** Begin Exercise data **

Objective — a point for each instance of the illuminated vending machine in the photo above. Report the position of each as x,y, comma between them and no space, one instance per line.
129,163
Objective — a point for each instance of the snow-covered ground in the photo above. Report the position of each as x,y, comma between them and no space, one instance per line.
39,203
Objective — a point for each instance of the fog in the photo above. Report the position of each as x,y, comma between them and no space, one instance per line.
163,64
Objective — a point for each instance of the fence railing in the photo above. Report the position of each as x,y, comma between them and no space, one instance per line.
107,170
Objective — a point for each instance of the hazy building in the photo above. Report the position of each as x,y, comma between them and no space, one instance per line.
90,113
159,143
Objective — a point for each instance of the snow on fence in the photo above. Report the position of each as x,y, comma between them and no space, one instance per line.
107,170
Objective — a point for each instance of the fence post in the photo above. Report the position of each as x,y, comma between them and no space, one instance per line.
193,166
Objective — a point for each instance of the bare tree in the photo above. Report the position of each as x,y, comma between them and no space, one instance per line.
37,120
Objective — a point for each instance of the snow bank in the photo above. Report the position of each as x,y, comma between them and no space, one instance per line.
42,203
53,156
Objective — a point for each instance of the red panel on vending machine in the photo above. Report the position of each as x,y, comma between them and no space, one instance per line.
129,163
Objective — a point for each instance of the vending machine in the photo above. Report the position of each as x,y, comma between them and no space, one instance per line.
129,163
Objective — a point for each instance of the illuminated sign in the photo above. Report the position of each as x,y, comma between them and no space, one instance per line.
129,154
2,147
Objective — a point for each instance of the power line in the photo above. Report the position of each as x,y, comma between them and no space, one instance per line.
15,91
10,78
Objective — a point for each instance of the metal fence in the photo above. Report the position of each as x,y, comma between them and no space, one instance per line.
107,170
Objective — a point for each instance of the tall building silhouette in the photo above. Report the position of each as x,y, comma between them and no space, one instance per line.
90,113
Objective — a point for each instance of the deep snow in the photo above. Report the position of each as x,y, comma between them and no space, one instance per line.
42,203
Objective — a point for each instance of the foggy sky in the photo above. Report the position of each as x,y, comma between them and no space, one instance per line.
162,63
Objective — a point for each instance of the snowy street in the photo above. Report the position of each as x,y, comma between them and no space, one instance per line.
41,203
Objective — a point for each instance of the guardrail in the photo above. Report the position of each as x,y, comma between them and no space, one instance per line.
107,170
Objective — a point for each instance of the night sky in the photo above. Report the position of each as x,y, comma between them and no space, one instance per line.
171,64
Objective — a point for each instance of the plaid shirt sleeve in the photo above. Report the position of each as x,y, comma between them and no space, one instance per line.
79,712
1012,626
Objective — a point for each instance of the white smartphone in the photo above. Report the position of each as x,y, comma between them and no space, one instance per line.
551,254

** End Exercise data **

Starting at the line that contains "Objective — a point for each instance of the white" and ending at the last line of the records, reproduce those lines in full, requests included, and scale every coordinate in the answers by 2.5, rounding each result to a whole number with halves rounded up.

◆ Correct answer ◆
Objective — a point for each instance of the white smartphone in the photo above. Report the position of each as x,y, comma between them and no space, one instance per line.
1378,635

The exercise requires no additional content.